Text under study:
An unemployed mother of two was left distraught when her property manager posted a heartlessly conceived eviction notice on the door of her rented apartment. After local news outlets picked up the story, the mom received an apology and an outpouring of support.
The local community was outraged and showed up in full force to ensure that the worried mom and her two kids would continue to have a roof over their heads.
Sonja Lee, 33, lost her job at Jack in the Box at the outset of the pandemic lockdown and struggled for weeks to secure a new one. Lee, who lives at The Steeples apartment complex in Houston, Texas, was so desperate that she even fell victim to a hiring scam, she told People, losing three months’ rent in the process.
In addition, Lee says she was denied unemployment benefits five times. The eviction notice pinned to her door on the afternoon of Aug. 17 then became the straw that broke the camel’s back.
“Guess who’s moving?” the printed note began, with a waving, smiling, clip-art emoji underneath. “You!!! Pay your outstanding balance, or release your apartment and turn in your keys to the leasing office by 6:00 p.m. today.”
The note added: “Eviction will be filed promptly Tuesday morning, 8/18/2020,” the note signed off.
Lee explained that the message left her feeling scared and overwhelmed for both herself and her children, 12-year-old Patrick and 2-year-old Sean.
“I felt like I was in a big hole and I couldn’t get out of it because I was set back so much,” she said. “I’m a single mother with two boys. I do the best that I can and am a very hardworking woman.”
Lee claimed she had been open with her property managers about her situation and felt the tone of the note was unnecessary. “I didn’t think it was funny at all,” she explained, “it was heartless, especially during a pandemic.”
Unbeknown to Lee at the time, her property manager’s note would not have stood up in court. “This notice doesn’t have any power,” Jon-Ross Trevino of Lone Star Legal Aid explained to ABC-7. “Just because this notice is on your door, doesn’t mean the landlord is correct in what they’ve done.”
An eviction notice, said Trevino, should be posted on the inside of a residence and should give the tenant at least three days to move out.
Reprieve for the struggling mom came quickly, however, from over her property manager’s head. When CEO Swapnil Agarwal of Karya Property Management, the company that oversees The Steeples, heard what had happened, he issued a formal apology to Lee.
“Buck stops with me,” he admitted to KTRK, “so yes, I do personally apologize. I wish I had the time and the resources to reach out personally to every one of [the tenants] who have dealt with any issues at our properties.”
The CEO revoked Lee’s eviction and assured her that the property manager, who wrote and posted the eviction notice without corporate approval, had been reprimanded “in case it was insensitive.”
Lee accepted the apology wholeheartedly.
Members of the public, touched by Lee’s plight, also reached out to help in several meaningful ways. One person who heard the news called The Steeples and paid two months’ rent on Lee’s behalf, another woman donated school supplies for Lee’s eldest son, while one donor paid off the mom’s outstanding light bill.
In addition to the help she received, Lee started a GoFundMe page to raise enough money to move her kids into a bigger, more comfortable home. At the time of writing, Lee’s fund had raised almost $40,000, far surpassing her original $3,380 goal.
“[N]ever give up,” Lee told People. “[I]f you have faith, keep your faith, stay strong, and just stay positive because blessings are real and miracles do happen within a blink of an eye.”
Perhaps the best news of all to come out of the struggling mom’s ordeal is that Lee was hired for a new job. She started on Aug. 24.

Record set:

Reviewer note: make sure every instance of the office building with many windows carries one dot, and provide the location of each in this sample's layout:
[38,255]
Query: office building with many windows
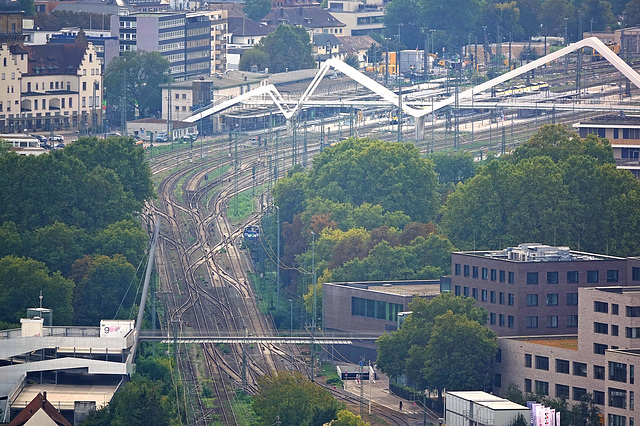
[600,360]
[532,289]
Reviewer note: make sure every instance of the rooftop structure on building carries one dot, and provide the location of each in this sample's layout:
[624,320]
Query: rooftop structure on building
[622,131]
[532,289]
[600,360]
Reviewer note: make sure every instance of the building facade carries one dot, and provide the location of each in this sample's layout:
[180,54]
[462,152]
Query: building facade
[600,360]
[532,289]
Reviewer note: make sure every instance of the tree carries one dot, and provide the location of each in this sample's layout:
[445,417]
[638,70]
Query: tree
[138,76]
[21,281]
[294,400]
[102,286]
[454,366]
[256,9]
[287,48]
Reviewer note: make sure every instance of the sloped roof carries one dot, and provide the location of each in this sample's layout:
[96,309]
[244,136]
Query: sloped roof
[243,26]
[50,59]
[308,17]
[36,404]
[356,43]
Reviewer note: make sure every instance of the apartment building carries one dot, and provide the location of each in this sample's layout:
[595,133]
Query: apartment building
[532,289]
[600,360]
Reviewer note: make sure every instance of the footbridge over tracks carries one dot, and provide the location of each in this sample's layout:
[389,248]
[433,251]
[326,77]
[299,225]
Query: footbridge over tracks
[297,339]
[414,109]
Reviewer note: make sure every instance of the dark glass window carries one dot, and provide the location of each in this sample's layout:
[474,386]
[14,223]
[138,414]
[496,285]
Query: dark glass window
[562,366]
[599,348]
[598,372]
[527,360]
[542,387]
[542,362]
[600,328]
[618,371]
[579,369]
[562,391]
[579,393]
[601,307]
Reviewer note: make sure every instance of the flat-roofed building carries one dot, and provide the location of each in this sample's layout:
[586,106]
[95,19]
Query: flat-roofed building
[532,289]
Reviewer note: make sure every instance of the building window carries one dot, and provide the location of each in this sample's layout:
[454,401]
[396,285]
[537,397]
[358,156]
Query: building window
[599,348]
[602,307]
[579,369]
[542,388]
[617,398]
[542,362]
[600,328]
[615,420]
[618,371]
[562,366]
[562,391]
[632,332]
[635,273]
[633,311]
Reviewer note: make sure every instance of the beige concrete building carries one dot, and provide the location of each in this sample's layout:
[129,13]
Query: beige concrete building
[600,359]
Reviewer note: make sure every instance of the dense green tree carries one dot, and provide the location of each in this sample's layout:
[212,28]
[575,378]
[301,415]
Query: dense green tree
[121,155]
[58,245]
[449,364]
[391,174]
[140,74]
[102,286]
[287,48]
[256,9]
[291,399]
[21,281]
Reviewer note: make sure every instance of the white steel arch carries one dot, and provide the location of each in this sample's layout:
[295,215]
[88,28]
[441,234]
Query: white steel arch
[393,99]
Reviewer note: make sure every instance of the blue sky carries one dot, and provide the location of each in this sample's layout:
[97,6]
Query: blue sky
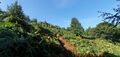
[60,12]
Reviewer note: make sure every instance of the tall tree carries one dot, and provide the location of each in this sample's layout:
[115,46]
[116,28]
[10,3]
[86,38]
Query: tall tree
[113,18]
[76,26]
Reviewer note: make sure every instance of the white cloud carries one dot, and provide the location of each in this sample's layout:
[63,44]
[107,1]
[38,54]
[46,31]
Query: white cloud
[62,3]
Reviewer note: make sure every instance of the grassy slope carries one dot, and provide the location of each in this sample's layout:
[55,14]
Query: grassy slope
[95,46]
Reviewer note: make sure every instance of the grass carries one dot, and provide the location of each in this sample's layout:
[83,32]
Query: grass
[96,45]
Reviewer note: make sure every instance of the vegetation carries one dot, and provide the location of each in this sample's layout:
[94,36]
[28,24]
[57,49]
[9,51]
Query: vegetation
[21,36]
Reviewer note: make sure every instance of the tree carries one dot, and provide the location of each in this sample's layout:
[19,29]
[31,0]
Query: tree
[112,18]
[76,27]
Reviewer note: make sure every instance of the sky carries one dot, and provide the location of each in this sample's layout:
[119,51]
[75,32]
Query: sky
[60,12]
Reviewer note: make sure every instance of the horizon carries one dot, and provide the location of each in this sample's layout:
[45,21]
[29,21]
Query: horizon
[60,12]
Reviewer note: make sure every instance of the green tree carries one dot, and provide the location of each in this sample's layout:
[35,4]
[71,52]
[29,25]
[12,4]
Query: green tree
[76,27]
[113,18]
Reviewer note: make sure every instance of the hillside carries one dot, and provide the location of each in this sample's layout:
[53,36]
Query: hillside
[21,36]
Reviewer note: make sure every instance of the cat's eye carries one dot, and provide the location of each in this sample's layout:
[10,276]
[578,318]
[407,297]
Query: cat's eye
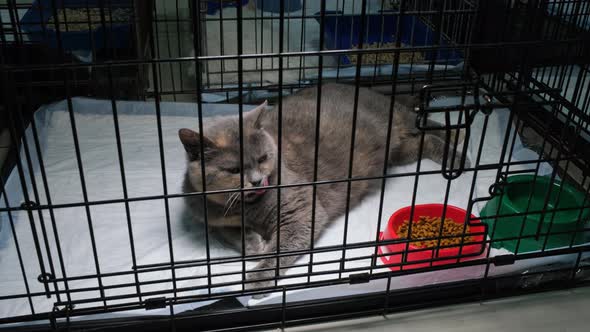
[263,158]
[234,170]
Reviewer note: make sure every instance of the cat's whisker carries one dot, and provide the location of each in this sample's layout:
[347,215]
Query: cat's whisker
[232,200]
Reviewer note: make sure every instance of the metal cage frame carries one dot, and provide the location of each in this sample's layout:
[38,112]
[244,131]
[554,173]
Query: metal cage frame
[501,68]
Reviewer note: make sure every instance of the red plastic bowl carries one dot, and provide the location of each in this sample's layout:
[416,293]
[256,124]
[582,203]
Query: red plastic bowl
[416,254]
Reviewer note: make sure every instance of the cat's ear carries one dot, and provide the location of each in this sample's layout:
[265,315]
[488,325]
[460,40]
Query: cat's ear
[192,143]
[257,114]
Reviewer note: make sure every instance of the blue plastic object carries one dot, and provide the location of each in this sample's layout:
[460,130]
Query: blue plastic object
[214,5]
[274,6]
[117,35]
[342,32]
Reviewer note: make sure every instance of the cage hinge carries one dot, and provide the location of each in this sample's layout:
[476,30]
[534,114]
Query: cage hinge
[155,303]
[359,278]
[501,260]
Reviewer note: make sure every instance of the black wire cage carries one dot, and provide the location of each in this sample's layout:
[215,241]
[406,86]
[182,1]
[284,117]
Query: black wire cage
[94,229]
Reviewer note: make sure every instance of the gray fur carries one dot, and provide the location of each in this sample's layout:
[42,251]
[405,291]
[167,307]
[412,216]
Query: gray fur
[297,166]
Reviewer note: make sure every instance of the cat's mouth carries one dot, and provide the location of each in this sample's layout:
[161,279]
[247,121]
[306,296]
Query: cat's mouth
[252,196]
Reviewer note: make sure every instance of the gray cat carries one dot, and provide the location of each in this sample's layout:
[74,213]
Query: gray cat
[221,149]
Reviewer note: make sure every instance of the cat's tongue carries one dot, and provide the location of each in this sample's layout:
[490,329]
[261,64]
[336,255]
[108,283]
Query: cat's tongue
[263,184]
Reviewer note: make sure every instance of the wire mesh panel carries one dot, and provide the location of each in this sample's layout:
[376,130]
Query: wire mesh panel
[285,162]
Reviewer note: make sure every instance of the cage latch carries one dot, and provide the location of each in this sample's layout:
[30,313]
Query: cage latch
[359,278]
[501,260]
[155,303]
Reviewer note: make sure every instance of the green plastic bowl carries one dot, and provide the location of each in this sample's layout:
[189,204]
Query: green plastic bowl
[517,190]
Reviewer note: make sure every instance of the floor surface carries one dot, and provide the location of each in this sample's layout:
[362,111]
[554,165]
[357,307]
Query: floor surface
[558,311]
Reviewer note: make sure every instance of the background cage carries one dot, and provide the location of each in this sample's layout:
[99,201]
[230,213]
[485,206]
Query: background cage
[516,68]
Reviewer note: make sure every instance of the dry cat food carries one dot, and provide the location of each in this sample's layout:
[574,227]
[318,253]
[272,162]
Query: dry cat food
[429,227]
[89,18]
[385,58]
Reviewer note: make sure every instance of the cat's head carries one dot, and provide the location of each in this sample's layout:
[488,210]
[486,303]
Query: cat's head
[220,150]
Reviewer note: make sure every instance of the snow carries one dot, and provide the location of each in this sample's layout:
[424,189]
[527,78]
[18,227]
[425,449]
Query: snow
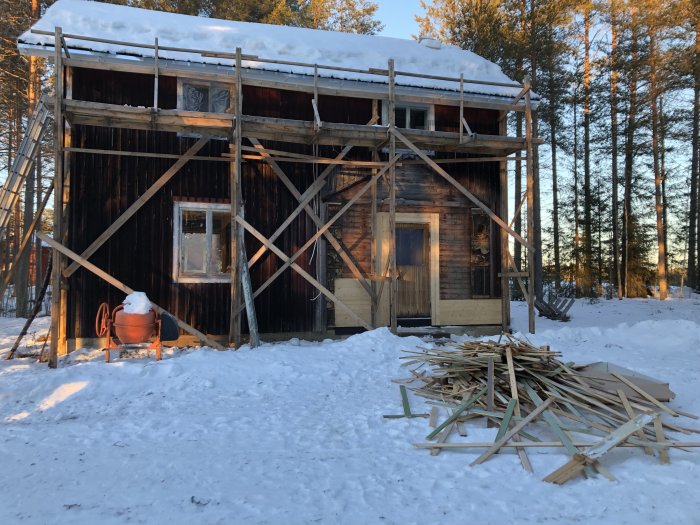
[137,303]
[130,24]
[293,433]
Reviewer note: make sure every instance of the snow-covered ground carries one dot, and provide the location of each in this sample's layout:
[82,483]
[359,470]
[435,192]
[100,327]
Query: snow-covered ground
[293,433]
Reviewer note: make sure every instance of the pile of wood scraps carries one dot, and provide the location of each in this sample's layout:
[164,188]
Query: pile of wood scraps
[537,401]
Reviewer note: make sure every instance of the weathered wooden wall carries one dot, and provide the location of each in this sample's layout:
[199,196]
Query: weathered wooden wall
[140,253]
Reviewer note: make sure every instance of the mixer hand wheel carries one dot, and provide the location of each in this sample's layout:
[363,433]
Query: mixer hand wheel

Exercise requirements:
**a)** Write out the stretch of the eviction-notice story from "An eviction notice, said" through "the apology wholeheartedly.", copying it word for word.
**b)** Answer these questions from the eviction-notice story:
(i) Where did Sonja Lee lose her job at the outset of the pandemic lockdown?
(ii) According to Trevino, at least how many days should an eviction notice give the tenant to move out?
(iii) What was the original goal of Lee's GoFundMe page?

Answers by item:
**a)**
An eviction notice, said Trevino, should be posted on the inside of a residence and should give the tenant at least three days to move out.
Reprieve for the struggling mom came quickly, however, from over her property manager’s head. When CEO Swapnil Agarwal of Karya Property Management, the company that oversees The Steeples, heard what had happened, he issued a formal apology to Lee.
“Buck stops with me,” he admitted to KTRK, “so yes, I do personally apologize. I wish I had the time and the resources to reach out personally to every one of [the tenants] who have dealt with any issues at our properties.”
The CEO revoked Lee’s eviction and assured her that the property manager, who wrote and posted the eviction notice without corporate approval, had been reprimanded “in case it was insensitive.”
Lee accepted the apology wholeheartedly.

**b)**
(i) Jack in the Box
(ii) Three days
(iii) $3,380